* [Required action]
Find each line of the data below that contains the string "positive", and copy those lines.

Stored entries:

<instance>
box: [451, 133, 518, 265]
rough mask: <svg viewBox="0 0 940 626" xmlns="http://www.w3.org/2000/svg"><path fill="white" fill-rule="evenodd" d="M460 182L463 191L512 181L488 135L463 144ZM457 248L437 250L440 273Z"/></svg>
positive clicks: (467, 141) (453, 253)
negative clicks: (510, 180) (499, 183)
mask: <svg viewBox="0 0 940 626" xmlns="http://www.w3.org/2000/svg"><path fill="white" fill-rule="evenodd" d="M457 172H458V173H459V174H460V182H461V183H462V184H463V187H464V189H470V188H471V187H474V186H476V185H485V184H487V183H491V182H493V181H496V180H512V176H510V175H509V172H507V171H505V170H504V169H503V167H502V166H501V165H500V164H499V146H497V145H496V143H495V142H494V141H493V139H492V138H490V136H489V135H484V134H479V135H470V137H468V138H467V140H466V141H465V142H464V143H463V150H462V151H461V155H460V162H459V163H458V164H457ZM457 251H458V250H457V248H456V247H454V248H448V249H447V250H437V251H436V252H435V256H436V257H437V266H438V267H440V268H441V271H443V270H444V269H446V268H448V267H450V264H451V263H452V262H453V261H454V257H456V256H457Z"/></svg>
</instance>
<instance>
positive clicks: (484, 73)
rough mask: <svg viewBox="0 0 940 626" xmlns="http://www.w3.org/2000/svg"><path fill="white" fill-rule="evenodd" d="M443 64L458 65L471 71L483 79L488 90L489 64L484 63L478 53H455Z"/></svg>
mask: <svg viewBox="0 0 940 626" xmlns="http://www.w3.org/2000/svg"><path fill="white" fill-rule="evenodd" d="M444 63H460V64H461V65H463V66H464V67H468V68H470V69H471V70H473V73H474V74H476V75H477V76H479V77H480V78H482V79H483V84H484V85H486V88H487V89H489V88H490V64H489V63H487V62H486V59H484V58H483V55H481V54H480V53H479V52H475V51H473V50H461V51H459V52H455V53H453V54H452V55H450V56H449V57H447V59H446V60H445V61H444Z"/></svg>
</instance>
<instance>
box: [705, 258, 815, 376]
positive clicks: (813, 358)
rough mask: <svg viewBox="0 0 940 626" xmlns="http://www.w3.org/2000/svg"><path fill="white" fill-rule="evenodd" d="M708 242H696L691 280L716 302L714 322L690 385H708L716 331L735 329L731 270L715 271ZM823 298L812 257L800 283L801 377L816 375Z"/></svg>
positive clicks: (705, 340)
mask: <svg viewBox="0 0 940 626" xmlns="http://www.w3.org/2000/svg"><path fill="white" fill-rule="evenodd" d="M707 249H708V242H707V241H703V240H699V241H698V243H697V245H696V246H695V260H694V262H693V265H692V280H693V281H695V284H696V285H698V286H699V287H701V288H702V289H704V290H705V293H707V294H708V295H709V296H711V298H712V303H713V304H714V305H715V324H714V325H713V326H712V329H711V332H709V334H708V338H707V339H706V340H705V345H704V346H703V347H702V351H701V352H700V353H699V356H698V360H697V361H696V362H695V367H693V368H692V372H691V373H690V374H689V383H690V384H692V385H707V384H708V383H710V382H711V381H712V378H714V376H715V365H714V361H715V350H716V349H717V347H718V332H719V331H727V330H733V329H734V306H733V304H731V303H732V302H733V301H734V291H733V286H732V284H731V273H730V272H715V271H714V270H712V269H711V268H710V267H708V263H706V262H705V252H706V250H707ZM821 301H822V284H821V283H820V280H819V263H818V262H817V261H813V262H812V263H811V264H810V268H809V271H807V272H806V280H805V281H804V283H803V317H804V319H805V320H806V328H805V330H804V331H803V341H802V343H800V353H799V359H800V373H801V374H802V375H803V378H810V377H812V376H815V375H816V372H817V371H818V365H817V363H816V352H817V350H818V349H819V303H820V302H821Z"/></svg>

* [Response for this exercise]
positive clicks: (467, 141) (453, 253)
positive clicks: (484, 73)
positive clicks: (813, 358)
positive clicks: (705, 340)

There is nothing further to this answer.